Requirement:
Please convert all of the data below into a JSON list of strings, one string per line, leaving out blank lines.

---- Task material

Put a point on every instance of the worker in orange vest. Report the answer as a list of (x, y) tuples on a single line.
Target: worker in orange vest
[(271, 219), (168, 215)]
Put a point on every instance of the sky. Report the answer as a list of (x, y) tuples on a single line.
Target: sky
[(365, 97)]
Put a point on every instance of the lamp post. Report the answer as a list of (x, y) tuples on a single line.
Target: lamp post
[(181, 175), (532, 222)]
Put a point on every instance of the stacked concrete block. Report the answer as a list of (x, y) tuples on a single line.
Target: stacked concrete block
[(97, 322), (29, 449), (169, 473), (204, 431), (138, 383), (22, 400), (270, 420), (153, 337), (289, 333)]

--------

The result:
[
  "Put a point on every instance of the worker in orange vest. Report the answer as a list of (x, y) tuples on a single line.",
  "Target: worker in orange vest",
  "[(271, 219), (168, 215)]",
  "Put a point on every instance of the sky. Report the answer as a list of (x, y) tuples on a single line.",
  "Target: sky",
  "[(365, 97)]",
  "Put a point on every instance of the lamp post. Report the answer as a list of (x, y) tuples on a single line.",
  "Target: lamp post",
  "[(181, 175), (532, 222)]",
  "Put a point on every instance of the stacked concrete block. Report the answer as a list of (x, y) tuples on a single line.",
  "Target: stacked concrete block",
  "[(97, 322), (29, 449), (169, 473), (204, 431), (138, 383), (22, 400), (270, 420), (153, 337), (289, 333)]"
]